═══ Extrait ═══

Immigration zéro et préférence nationale
De l’immigration et du chômage à la délinquance, il n’y a qu’un pas. Jean-Marie Le Pen le franchit allégrement. Il affirme qu’il n’y a pas 3,7 millions de crimes et délits en France «comme l’affirme le ministre de l’Intérieur», mais 12,4 millions. Pour toutes ces raisons, auxquelles s’ajoute l’asservissement à l’Europe qu’il dénonce vigoureusement, la France décrite par Jean-Marie Le Pen est menacée de «disparition pure et simple en tant que nation historique, en tant que peuple libre et en tant que société prospère».
Pour remédier à cette situation, le candidat du Front national prend des engagements : revenir sur «le marché de dupes» de la construction européenne, réaliser «l’immigration zéro», mettre en œuvre «la préférence nationale» et «la fermeté judiciaire», baisser les impôts, «rétablir les principes fondamentaux de l’école», «instituer le mode de scrutin proportionnel à toutes les élections»… C’est sur ce programme que Jean-Marie Le Pen demande aux Français de faire un «choix» et pas en fonction des résultats des sondages qui le placent en quatrième position dans la course à la présidentielle. Des sondages qui participent, selon lui, avec les médias à faire tourner le débat à «l’escroquerie», à la «supercherie».
Jean-Marie Le Pen n’a pas déçu son public au Palais des Sports de Paris. Il a décliné toutes les thématiques attendues avec un incontestable talent d’orateur. Aussi acide qu’efficace, son discours a été pugnace et a remporté le succès escompté. Chaque bon mot, chaque envolée lyrique, chaque formule ironique a reçu sa salve d’applaudissements, ses cris d’enthousiasme, ou ses huées de circonstances. Jean-Marie Le Pen s’est offert comme à son habitude quelques improvisations. Il a, par exemple, quitté le pupitre et s’est rapproché du public le temps de déclamer sans notes un poème de Charles d’Orléans, provoquant là encore des acclamations.

═══

→ Consignes:
1) Répondez à ces questions sur l'extrait :
(a) Combien de crimes et délits Jean-Marie Le Pen affirme-t-il qu'il y a en France ?
(b) À quelle position les sondages placent-ils le candidat dans la course à la présidentielle ?
(c) De qui est le poème qu'il déclame sans notes au Palais des Sports ?
2) Relevez mot pour mot dans l'extrait le passage commençant par « Jean-Marie Le Pen n’a » et se poursuivant jusqu'à « encore des acclamations. ».

═══ Données fournies ═══

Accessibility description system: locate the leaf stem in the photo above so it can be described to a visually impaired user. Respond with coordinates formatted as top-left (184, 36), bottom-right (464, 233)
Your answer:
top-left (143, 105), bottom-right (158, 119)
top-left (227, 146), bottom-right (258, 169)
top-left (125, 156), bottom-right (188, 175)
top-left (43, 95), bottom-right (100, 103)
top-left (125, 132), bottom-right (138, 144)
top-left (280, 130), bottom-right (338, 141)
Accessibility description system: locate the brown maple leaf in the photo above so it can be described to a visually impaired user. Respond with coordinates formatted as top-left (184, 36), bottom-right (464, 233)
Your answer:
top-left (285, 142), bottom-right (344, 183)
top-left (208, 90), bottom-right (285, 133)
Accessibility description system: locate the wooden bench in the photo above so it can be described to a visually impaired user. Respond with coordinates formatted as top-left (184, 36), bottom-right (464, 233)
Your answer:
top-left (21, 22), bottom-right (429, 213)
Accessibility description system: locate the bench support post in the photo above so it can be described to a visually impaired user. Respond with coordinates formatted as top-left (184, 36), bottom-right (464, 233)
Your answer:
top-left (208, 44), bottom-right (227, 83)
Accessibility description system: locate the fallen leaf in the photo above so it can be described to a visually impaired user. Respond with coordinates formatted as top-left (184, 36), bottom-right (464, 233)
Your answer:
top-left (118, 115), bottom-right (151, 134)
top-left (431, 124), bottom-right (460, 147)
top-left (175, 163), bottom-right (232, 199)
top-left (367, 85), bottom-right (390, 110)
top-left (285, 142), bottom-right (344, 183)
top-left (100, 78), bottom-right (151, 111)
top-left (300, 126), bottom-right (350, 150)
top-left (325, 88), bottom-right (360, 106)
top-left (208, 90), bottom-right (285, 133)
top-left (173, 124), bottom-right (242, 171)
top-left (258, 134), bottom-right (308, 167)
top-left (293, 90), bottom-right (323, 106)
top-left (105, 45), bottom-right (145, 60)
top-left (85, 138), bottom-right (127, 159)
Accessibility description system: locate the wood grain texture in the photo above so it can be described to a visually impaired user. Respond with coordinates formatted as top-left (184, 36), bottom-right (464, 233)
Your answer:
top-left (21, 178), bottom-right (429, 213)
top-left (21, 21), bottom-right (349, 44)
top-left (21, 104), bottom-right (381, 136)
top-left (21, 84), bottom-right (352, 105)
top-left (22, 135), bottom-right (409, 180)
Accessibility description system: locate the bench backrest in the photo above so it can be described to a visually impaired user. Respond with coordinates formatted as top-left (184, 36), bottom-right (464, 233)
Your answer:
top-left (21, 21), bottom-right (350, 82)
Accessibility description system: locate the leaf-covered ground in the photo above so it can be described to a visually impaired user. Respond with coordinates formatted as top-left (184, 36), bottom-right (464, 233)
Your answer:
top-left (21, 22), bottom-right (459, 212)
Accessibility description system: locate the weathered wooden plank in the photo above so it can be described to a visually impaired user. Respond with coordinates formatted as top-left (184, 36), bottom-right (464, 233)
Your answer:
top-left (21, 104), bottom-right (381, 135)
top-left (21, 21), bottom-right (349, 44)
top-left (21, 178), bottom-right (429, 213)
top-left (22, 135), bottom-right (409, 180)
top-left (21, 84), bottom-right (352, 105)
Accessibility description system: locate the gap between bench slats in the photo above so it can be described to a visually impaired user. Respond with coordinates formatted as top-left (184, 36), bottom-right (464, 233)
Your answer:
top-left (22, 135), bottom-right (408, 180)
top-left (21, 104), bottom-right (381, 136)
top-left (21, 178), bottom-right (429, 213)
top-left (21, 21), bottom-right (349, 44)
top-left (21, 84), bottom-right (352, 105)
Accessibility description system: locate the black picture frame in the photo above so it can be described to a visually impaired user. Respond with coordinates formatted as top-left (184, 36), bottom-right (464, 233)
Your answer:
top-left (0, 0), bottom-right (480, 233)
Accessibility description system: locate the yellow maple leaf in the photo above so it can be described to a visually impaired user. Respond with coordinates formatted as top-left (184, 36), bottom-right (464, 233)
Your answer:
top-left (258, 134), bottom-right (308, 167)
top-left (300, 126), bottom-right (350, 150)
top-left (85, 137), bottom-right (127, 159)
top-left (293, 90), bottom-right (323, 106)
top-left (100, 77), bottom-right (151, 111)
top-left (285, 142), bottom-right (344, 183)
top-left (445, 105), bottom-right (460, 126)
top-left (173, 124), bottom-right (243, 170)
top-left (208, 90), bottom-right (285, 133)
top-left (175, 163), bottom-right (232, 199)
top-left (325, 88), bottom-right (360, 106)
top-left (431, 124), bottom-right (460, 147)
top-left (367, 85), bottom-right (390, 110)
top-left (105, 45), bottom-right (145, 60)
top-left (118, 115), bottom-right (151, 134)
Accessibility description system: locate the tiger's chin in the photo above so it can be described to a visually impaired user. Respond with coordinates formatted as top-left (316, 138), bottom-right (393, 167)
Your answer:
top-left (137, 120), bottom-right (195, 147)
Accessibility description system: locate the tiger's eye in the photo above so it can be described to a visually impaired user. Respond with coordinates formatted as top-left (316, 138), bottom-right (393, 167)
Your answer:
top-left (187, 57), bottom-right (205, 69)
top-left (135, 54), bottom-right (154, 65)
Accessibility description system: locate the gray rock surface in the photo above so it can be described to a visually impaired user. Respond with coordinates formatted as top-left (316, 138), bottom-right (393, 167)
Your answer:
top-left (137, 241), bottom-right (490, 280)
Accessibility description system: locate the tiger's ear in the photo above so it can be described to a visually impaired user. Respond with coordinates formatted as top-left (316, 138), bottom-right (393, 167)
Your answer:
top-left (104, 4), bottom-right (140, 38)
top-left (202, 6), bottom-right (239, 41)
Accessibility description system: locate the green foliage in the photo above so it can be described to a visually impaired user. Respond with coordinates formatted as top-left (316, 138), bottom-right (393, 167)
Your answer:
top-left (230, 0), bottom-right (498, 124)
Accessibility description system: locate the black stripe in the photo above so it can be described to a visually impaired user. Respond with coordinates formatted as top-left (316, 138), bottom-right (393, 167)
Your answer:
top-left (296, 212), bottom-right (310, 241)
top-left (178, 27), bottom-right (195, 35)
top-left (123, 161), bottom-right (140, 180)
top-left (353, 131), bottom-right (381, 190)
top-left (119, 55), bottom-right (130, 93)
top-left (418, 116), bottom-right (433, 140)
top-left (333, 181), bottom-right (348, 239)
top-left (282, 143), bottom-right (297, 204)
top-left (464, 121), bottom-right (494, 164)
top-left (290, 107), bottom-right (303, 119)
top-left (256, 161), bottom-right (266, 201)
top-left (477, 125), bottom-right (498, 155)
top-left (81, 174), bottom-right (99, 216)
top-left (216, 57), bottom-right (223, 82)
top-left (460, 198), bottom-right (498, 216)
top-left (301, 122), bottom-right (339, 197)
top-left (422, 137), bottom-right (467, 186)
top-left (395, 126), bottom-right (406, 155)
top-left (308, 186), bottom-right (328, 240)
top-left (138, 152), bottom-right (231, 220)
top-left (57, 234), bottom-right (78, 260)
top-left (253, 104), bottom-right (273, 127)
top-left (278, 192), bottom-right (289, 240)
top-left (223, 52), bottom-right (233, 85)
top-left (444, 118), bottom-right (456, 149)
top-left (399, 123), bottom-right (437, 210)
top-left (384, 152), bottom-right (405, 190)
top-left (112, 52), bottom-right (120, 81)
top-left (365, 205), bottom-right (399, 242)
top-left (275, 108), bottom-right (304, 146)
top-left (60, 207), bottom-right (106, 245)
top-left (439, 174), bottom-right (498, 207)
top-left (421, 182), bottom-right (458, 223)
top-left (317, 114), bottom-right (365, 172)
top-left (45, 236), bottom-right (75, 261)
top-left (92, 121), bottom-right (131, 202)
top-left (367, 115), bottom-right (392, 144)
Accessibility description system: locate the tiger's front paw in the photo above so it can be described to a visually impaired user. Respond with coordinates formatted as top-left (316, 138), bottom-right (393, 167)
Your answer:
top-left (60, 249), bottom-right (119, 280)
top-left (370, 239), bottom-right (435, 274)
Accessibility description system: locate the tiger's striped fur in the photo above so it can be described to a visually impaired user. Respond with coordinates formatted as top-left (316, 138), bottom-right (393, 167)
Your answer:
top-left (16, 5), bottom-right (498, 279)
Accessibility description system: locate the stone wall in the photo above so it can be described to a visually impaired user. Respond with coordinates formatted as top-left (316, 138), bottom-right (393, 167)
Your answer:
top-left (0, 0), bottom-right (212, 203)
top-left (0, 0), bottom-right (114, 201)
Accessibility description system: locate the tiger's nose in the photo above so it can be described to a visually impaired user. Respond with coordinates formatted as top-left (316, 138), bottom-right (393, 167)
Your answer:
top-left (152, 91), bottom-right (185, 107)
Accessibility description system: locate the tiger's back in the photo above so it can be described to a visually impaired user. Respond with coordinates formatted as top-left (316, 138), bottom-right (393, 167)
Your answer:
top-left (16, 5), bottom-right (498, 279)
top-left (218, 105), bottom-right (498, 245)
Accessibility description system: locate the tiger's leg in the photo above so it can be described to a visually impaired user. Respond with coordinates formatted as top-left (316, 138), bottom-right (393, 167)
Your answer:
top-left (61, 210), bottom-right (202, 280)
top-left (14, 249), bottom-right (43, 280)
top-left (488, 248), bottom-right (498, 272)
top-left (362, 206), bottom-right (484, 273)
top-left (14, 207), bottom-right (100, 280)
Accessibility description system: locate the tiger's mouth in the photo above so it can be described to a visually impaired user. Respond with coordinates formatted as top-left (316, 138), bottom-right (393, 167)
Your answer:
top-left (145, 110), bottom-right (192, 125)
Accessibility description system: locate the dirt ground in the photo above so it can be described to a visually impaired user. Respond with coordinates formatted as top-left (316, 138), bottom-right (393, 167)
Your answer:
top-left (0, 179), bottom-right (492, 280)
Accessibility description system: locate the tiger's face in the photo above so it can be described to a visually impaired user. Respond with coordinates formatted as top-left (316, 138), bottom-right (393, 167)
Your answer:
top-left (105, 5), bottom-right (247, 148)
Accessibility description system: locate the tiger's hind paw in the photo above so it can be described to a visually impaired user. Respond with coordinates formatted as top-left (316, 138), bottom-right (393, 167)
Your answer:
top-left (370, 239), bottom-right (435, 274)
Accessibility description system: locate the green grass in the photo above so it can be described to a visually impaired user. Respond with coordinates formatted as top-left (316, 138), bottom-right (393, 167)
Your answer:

═══

→ Réponses par consigne:
1)
(a) 12,4 millions.
(b) En quatrième position.
(c) De Charles d'Orléans.

2)
Jean-Marie Le Pen n’a pas déçu son public au Palais des Sports de Paris. Il a décliné toutes les thématiques attendues avec un incontestable talent d’orateur. Aussi acide qu’efficace, son discours a été pugnace et a remporté le succès escompté. Chaque bon mot, chaque envolée lyrique, chaque formule ironique a reçu sa salve d’applaudissements, ses cris d’enthousiasme, ou ses huées de circonstances. Jean-Marie Le Pen s’est offert comme à son habitude quelques improvisations. Il a, par exemple, quitté le pupitre et s’est rapproché du public le temps de déclamer sans notes un poème de Charles d’Orléans, provoquant là encore des acclamations.